Point labeling dataset excerpts:
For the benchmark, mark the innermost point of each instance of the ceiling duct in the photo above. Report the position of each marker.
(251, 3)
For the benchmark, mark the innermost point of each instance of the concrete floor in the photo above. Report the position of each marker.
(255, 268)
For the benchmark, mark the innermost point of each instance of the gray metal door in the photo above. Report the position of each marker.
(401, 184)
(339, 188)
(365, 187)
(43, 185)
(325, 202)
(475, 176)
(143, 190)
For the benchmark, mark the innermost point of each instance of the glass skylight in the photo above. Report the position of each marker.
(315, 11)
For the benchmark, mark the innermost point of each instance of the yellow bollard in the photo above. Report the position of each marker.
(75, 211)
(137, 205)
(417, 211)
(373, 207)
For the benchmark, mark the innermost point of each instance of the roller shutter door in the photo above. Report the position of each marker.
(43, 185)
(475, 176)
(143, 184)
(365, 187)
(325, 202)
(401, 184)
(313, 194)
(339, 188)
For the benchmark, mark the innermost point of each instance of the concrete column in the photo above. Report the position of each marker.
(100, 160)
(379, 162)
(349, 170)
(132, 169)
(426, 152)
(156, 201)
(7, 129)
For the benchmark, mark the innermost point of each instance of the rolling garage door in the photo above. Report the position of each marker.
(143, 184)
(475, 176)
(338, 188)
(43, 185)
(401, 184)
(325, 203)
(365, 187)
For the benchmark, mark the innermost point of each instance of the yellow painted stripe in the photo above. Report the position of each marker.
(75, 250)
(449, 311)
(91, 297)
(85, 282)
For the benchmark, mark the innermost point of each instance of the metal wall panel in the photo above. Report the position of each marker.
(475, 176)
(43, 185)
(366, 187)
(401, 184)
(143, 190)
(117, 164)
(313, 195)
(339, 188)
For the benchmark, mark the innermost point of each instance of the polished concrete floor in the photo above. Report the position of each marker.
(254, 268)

**Required work:**
Retype only the lines running from the line with "the yellow painted" to the end of the listing, including both of those lines.

**Exercise solution:**
For the benchmark, mark the innermost point of each instance of the yellow painted stripe in the photo above. Report the position of each marker.
(75, 250)
(449, 311)
(91, 297)
(85, 282)
For the benchmark, mark the innermost point of each instance of the metal wall panel in the photo above. Report the position of each marker.
(475, 176)
(43, 185)
(366, 187)
(401, 184)
(143, 190)
(117, 164)
(313, 195)
(339, 188)
For the benchmark, mark the innermost point of each instance of the polished concrete floor in the photo above. Report the position of each marker.
(254, 268)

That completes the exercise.